» **AIM**:
Starting at the first record and ending at the line containing "xmin=48 ymin=683 xmax=335 ymax=990", render those records as a two-column CSV with the headers record and answer and one row per record. Put each record's text and its answer in a single quoted field, with line breaks replaced by spaces.

>>>>>

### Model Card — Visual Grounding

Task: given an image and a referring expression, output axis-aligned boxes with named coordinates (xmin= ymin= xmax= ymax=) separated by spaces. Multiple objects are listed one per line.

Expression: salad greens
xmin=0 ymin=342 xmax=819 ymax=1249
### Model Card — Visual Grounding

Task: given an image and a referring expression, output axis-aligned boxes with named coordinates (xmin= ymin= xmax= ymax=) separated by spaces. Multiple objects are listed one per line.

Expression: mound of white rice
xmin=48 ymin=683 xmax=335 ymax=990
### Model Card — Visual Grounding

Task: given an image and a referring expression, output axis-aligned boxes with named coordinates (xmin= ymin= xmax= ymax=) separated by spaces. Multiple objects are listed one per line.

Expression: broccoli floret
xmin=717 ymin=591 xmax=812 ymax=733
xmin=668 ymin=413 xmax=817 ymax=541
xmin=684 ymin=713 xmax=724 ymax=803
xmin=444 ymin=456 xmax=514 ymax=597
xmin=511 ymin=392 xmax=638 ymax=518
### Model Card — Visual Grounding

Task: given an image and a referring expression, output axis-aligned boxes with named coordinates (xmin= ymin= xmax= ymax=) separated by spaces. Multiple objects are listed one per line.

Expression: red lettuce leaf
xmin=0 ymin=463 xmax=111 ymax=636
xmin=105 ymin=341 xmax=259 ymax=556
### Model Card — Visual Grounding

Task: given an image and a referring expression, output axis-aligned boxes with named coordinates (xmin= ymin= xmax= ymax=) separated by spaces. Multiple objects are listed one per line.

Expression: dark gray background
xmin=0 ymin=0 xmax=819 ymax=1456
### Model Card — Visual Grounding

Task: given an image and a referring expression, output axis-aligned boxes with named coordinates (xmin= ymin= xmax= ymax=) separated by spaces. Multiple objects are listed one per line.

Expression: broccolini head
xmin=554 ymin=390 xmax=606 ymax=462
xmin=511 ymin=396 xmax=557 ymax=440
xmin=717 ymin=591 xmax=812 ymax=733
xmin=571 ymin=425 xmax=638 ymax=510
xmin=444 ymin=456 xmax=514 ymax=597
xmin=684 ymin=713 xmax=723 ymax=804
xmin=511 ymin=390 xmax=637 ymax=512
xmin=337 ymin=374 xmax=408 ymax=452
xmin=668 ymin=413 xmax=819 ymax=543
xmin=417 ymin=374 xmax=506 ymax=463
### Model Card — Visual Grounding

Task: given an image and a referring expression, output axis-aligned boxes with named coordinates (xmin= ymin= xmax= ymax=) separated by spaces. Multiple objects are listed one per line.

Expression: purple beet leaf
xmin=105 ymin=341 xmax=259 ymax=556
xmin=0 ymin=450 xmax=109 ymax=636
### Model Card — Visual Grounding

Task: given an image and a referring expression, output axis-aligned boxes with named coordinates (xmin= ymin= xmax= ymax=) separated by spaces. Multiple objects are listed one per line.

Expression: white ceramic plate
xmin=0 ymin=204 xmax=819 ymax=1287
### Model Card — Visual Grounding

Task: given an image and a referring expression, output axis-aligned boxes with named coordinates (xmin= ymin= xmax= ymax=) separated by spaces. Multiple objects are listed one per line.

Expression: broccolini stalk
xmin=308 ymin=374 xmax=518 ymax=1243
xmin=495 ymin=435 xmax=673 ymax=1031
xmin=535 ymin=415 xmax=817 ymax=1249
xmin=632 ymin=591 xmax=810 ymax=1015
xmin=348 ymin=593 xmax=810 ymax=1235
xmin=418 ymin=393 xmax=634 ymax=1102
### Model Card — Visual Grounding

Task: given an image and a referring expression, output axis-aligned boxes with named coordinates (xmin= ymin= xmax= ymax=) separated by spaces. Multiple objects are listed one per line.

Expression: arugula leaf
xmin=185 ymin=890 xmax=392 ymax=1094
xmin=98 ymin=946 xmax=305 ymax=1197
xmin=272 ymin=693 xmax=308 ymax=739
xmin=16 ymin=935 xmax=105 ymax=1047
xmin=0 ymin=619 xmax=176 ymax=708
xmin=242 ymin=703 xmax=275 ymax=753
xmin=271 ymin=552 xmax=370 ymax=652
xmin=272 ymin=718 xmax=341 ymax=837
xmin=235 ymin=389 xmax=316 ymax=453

<<<<<

» **SOLUTION TO THE EXERCISE**:
record,answer
"### Model Card — Visual Grounding Task: given an image and a referring expression, output axis-aligned boxes with named coordinates (xmin= ymin= xmax= ymax=) separated by spaces. Multiple objects are listed one per line. Expression: salad greens","xmin=0 ymin=342 xmax=819 ymax=1249"
"### Model Card — Visual Grounding Task: given an image and a referring expression, output axis-aligned boxes with named coordinates (xmin= ymin= xmax= ymax=) separated by spaces. Multiple objects are listed one per line. Expression: mound of white rice","xmin=48 ymin=683 xmax=335 ymax=990"